• [Brano scelto]:
Chi
non ha mai gustato o sentito parlare del filetto alla Wellington?
Impossibile
negarne la fama, oltre alla squisitezza. Deve le sue origini al generale
inglese Arthur Wellesley insignito del prestigioso titolo di duca di Wellington
che, molto esigente in fatto di cucina, un giorno si ritrovò finalmente soddisfatto
dai cuochi di corte grazie a una portata di carne che finì per prendere il suo
nome.
D’altra
parte negli ultimi anni il filetto alla Wellington ha vissuto una rinnovata e
felicissima popolarità grazie al mitico Gordon Ramsay, pluristellato chef
britannico e stella di molti programmi tv, e a prestigiose interpretazioni
nostrane tra le quali cito quella, assai invitante, di Sonia Peronaci.
Nella
mia piccola cucina una personale rivisitazione del filetto alla Wellington mi è
stata suggerita e richiesta da un gentile e fedele cliente. Un buongustaio che
mi lanciava una garbata sfida: sai tu proporre alla tavola di Beer&ria un
Wellington alla tua maniera?

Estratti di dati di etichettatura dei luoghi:
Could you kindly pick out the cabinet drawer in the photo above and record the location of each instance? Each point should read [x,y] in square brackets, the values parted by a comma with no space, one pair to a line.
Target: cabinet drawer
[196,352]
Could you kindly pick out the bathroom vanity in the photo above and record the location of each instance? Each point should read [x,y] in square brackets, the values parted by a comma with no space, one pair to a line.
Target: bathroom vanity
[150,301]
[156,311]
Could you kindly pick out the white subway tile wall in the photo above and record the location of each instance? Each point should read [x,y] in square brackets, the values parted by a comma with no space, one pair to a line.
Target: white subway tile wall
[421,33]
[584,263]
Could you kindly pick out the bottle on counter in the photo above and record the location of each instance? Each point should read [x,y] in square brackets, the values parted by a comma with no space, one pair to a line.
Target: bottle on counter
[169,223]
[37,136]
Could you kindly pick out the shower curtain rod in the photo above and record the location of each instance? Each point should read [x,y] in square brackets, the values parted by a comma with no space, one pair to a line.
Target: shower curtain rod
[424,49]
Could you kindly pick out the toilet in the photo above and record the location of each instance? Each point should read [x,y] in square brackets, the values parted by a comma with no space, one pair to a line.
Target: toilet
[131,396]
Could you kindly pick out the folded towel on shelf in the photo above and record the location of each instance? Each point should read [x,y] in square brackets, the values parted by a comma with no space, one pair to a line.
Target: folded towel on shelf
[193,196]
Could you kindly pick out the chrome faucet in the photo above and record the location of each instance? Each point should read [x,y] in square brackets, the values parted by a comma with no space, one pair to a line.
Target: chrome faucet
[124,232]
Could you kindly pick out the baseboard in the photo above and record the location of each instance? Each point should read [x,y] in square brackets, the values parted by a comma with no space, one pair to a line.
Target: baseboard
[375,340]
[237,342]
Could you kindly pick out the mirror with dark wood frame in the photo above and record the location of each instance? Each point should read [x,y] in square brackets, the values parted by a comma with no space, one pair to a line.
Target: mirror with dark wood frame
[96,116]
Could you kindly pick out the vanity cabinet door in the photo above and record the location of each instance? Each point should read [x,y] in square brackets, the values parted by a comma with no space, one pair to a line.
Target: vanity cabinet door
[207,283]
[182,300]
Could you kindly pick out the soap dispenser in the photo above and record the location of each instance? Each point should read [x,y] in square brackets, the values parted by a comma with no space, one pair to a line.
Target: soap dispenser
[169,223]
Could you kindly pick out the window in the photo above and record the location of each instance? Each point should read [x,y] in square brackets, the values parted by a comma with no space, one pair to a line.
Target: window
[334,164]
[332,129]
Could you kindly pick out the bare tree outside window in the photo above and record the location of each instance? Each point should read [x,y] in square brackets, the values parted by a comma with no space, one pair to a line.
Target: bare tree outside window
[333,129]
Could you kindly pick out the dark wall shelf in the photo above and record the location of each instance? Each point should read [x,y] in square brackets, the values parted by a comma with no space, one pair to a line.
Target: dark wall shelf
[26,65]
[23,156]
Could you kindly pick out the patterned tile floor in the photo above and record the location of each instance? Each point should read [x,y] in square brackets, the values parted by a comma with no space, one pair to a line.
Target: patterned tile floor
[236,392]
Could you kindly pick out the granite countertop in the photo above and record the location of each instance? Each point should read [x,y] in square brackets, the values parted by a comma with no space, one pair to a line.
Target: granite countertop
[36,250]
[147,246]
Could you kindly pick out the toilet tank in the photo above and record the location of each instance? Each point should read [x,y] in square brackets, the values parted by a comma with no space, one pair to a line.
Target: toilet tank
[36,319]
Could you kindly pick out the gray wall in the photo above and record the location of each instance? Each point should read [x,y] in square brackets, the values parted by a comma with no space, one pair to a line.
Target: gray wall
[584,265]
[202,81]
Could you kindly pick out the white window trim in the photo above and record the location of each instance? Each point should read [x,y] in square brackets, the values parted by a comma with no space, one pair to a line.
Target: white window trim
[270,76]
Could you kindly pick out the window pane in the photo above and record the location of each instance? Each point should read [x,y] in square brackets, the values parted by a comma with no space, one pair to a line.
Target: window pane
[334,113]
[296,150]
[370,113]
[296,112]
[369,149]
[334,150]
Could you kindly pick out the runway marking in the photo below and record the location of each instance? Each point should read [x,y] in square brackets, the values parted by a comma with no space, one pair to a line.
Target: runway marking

• [Compiti da svolgere]:
1. Rispondi in breve su quanto dice il testo sul filetto alla Wellington:
(a) A quale generale inglese si devono le origini del piatto?
(b) Quale chef britannico gli ha ridato popolarità negli ultimi anni?
(c) Chi ha suggerito e chiesto una rivisitazione personale del piatto?
2. Prosegui il testo sul filetto alla Wellington a partire dall'ultima frase riportata.

• [Risposte]:
1.
(a) Ad Arthur Wellesley, duca di Wellington.
(b) A Gordon Ramsay.
(c) Un gentile e fedele cliente, un buongustaio.

2.
Impresa
ardua, forse addirittura presuntuosa, confrontarsi con certe eccellenze però…la
mia passione bruciava, insieme alla creatività. Come un ronzio fisso nelle
orecchie. Fino a quel dì, quello in cui iniziai a cimentarmi con le prove. Dalle
illustri ricette ai miei pensieri. Elaborando, elaborando, e ancora elaborando…è
uscito il mio Wellington, il ‘Wellington alla me manera’ ovvero la tagliata l’ho
impanata.
Trattasi,
al secolo di Beer&ria, di controfiletto di fassone piemontese (roba che
perfino Gordon Ramsay approverebbe alla grande) nappato con senape forte, avvolto in una sottile fetta di prosciutto
crudo, impanato e fritto. Servito scaloppato e accompagnato da salsa d’Avije.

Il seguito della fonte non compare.